Exercise materials:
------------------------------------------------------------------------
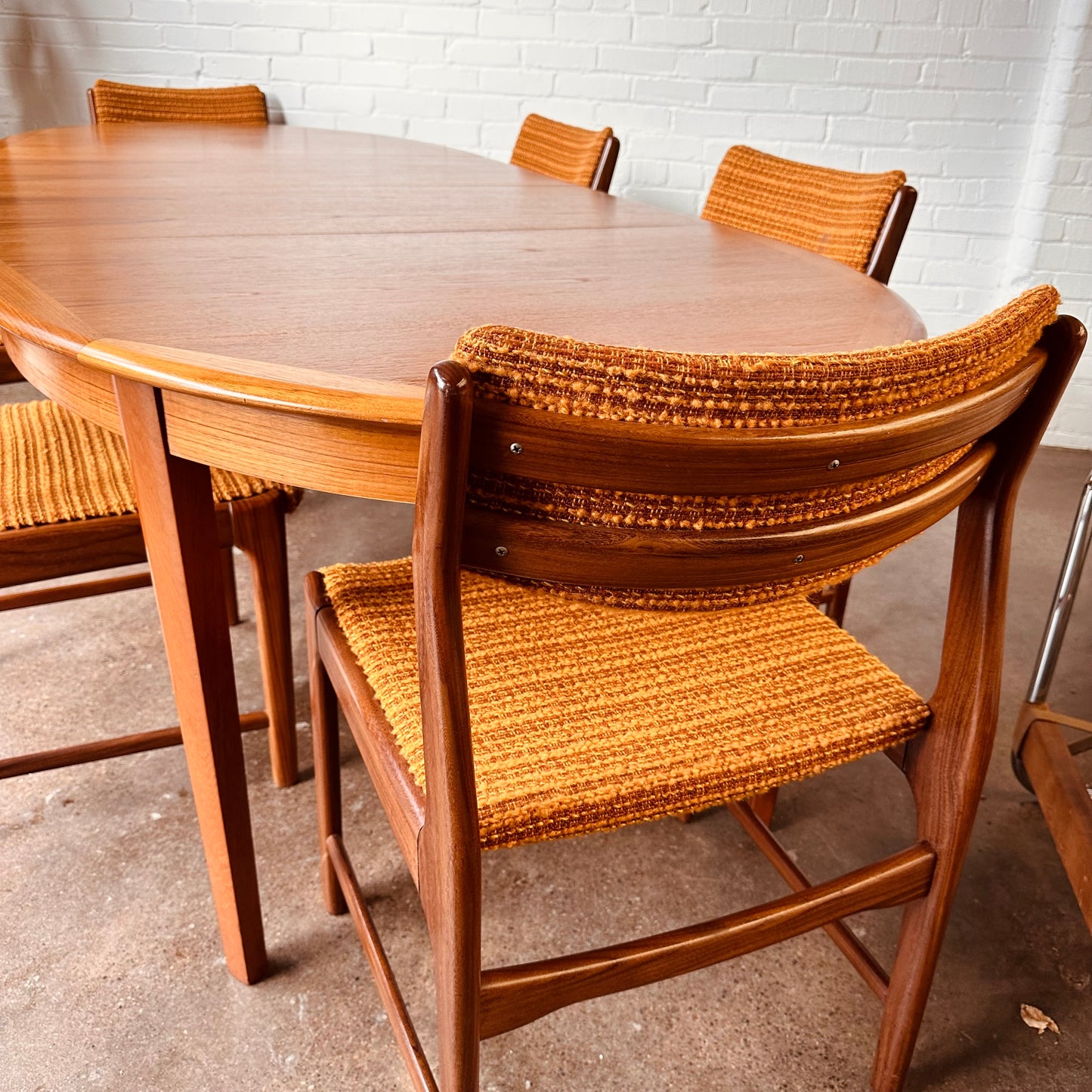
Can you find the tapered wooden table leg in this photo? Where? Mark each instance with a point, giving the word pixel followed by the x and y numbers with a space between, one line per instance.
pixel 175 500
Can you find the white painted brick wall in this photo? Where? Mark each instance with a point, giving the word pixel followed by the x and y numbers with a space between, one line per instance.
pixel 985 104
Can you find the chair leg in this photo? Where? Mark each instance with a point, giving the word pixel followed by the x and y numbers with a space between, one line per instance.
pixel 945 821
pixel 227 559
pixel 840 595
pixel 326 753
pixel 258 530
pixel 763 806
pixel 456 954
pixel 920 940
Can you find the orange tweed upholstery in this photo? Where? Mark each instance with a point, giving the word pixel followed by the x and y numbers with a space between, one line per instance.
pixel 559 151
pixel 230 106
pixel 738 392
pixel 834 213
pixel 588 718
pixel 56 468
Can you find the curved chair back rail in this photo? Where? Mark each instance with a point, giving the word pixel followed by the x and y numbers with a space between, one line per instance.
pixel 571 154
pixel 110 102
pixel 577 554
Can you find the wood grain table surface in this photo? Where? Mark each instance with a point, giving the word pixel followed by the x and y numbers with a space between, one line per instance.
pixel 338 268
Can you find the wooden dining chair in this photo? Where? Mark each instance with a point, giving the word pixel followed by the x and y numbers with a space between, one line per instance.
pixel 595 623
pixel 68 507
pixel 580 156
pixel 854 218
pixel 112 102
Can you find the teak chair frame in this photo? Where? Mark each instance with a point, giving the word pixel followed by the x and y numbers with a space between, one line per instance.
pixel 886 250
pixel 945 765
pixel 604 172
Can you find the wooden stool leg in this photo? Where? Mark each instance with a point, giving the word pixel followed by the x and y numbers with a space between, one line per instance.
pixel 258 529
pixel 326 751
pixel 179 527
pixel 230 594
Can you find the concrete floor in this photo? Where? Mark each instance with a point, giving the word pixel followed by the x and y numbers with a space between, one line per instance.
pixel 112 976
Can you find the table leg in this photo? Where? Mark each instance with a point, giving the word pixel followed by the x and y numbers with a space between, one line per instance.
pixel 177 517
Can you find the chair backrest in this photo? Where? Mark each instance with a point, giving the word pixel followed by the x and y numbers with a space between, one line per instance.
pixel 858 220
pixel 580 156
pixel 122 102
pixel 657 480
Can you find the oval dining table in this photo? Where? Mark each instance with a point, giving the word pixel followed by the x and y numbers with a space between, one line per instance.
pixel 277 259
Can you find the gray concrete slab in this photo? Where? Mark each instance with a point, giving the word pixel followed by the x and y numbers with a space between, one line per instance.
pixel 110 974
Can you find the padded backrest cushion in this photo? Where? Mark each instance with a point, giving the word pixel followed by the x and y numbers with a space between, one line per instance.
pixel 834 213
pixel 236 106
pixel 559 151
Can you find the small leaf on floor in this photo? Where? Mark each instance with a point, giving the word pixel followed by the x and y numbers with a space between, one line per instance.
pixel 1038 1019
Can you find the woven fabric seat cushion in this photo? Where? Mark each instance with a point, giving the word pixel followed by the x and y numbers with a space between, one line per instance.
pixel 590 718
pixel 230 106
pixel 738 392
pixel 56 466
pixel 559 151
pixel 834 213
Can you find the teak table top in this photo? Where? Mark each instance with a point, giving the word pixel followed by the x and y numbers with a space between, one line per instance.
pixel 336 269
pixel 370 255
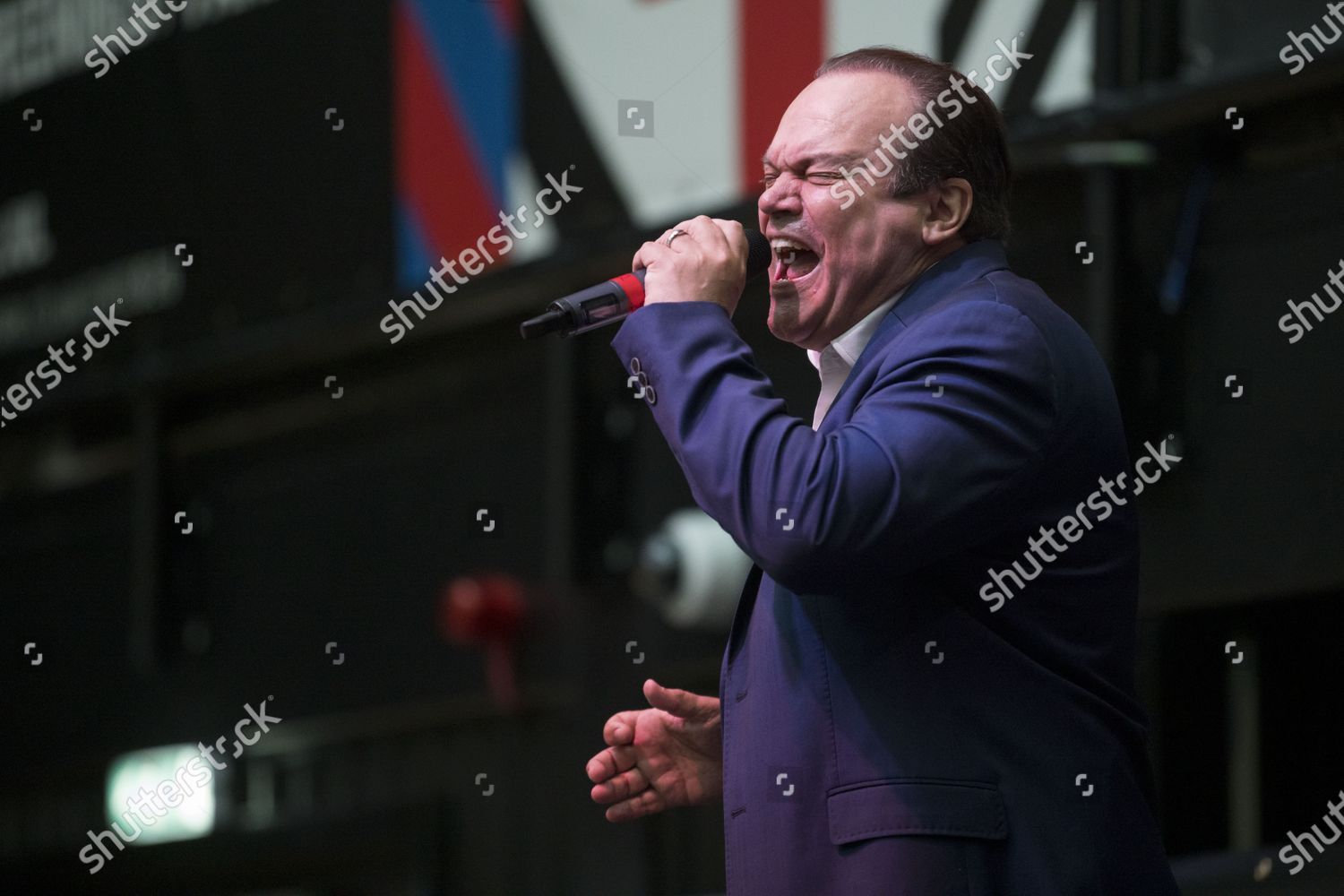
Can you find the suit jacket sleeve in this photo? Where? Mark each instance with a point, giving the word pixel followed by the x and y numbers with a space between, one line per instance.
------------------------------------------------------------------------
Exercise details: Rewrite the records from their start through the line that contains "pixel 175 500", keeping the requests as they are and leaving out the pictures. Multiply each pixel coordinate in the answers by 2.3, rounding to whole numbers with halves rounded up.

Task result:
Can you find the tapered wooden table leg in this photo? Where? Mark each instance with a point, giving the word pixel followed by the x and y numbers with a space between, one line per instance.
pixel 403 1150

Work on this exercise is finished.